Goal
Copy out, word for word, the records from the line containing "Teacher note: have the class pick out the sky" through the end of the records, including that first line.

Supplied material
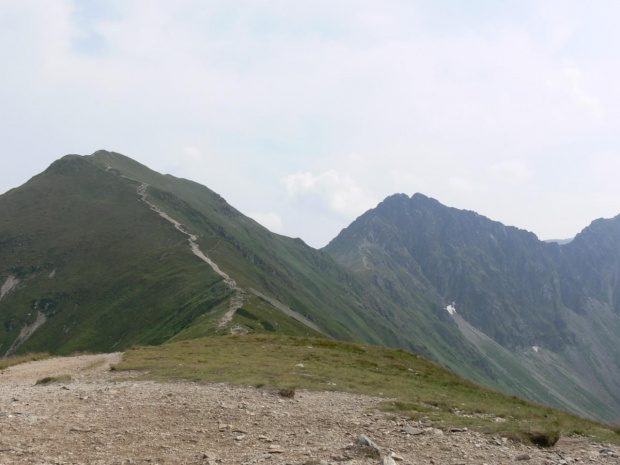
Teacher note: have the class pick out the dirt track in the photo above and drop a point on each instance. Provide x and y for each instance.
(95, 419)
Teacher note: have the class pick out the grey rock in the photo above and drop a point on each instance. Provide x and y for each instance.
(364, 440)
(411, 430)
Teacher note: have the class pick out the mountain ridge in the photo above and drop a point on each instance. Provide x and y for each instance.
(102, 252)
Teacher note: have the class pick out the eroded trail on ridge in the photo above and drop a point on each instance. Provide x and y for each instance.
(97, 418)
(236, 302)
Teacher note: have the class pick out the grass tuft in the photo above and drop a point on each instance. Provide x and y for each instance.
(19, 359)
(287, 393)
(411, 386)
(545, 439)
(60, 379)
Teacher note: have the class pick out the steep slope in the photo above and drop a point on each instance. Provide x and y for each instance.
(99, 252)
(536, 310)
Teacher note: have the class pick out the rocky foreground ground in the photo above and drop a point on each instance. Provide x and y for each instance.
(98, 419)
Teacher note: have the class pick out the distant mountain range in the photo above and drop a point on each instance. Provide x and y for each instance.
(99, 253)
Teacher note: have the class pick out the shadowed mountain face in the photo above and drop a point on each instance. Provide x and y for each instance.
(99, 252)
(548, 308)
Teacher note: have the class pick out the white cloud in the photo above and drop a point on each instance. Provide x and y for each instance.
(270, 220)
(463, 186)
(192, 153)
(330, 191)
(238, 97)
(510, 170)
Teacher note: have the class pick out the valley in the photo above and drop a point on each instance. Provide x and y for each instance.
(100, 253)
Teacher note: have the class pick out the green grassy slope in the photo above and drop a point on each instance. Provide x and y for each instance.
(306, 280)
(97, 263)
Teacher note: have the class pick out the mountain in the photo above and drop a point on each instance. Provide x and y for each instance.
(543, 315)
(100, 253)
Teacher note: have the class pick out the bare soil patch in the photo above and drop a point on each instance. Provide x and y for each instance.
(97, 418)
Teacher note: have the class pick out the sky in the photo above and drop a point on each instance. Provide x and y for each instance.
(305, 114)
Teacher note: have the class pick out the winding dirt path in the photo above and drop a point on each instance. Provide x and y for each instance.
(236, 302)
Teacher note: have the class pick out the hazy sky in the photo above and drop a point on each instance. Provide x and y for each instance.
(304, 114)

Written reply
Teacher note: have the class pick out the sky in the photo above and drop a point on each instance. Provide x and y for each instance.
(305, 114)
Teacher note: have the class pick out the winding dirt path in the photo above and drop a point on each instance. Provide x and y for each instance.
(236, 302)
Teacher note: have the class pick out the hazy sky in the photo above and drop a point on each instance. Provide x and y for each instance.
(304, 114)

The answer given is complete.